● The request: Rewrite the material from the line containing "Where can the distant" through the end, replacing "distant" with "faraway" and leaving everything else unchanged.

● Source data:

^^^^^^^^^^^^^^^^

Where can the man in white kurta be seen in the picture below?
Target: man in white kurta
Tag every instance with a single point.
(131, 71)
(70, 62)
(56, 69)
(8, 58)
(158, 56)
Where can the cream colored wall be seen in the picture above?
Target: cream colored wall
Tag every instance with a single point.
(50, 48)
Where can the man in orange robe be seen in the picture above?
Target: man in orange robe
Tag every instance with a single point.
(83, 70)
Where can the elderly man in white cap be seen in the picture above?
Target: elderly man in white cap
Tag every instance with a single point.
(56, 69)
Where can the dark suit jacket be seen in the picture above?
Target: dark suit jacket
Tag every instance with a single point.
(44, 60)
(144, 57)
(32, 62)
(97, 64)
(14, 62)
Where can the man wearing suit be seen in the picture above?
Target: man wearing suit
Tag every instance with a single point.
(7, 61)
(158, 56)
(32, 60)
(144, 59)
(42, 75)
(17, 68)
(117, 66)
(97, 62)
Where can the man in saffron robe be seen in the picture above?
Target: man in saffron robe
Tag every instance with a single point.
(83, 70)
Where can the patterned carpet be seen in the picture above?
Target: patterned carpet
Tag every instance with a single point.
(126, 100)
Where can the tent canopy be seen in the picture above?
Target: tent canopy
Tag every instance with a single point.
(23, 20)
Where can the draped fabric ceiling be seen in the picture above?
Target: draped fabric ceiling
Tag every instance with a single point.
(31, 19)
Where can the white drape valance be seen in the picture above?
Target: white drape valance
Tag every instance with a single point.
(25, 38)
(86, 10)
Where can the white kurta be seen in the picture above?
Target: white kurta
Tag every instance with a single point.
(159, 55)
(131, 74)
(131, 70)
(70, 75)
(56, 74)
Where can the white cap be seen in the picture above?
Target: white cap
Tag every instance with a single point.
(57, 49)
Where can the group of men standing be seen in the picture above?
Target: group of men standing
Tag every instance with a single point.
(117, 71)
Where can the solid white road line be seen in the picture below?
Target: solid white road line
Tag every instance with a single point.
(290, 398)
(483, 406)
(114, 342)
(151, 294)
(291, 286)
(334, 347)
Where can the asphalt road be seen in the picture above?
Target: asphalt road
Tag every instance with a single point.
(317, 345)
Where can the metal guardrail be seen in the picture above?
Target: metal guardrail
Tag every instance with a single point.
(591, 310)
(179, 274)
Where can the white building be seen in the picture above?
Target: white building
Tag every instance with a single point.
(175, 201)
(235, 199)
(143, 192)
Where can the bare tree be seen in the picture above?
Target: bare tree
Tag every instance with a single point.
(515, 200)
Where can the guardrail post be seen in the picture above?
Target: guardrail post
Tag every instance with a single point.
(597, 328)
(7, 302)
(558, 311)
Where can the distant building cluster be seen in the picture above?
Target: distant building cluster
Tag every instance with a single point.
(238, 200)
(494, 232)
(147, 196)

^^^^^^^^^^^^^^^^

● Task solution:
Where can the faraway building cluster be seen in the picture above?
Target: faraway building cluster
Tag every instance with a single point.
(238, 200)
(494, 232)
(147, 196)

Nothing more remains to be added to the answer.